### TASK GOAL:
Everything from the line that holds "Keypoint placement rule: for each instance of the bell" through the end of the data below should be output exactly, both ends included.

### GIVEN DATA:
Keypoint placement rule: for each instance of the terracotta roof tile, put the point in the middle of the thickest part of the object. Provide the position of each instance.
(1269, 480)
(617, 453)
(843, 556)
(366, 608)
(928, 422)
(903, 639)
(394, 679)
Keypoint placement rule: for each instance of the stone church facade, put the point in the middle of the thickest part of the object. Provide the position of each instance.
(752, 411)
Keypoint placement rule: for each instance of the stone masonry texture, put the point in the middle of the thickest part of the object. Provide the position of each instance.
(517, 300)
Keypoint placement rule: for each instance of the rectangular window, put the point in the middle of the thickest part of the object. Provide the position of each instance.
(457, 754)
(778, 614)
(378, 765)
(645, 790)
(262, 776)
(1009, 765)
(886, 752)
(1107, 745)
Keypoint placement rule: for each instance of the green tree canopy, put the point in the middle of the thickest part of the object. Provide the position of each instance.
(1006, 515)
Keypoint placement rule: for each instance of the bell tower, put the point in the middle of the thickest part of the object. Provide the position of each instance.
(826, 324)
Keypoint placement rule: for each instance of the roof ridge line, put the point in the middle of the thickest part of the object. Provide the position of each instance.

### WRITTEN RESPONSE:
Keypoint placement rule: for each instance of the bell tower, put the point in the middle of the thickest part of the object. Provide the position of each instance.
(826, 324)
Keypoint placement rule: for each instance of the roof ridge line, put the point in the middle of the thickest part of the object. Provide the position of each instance.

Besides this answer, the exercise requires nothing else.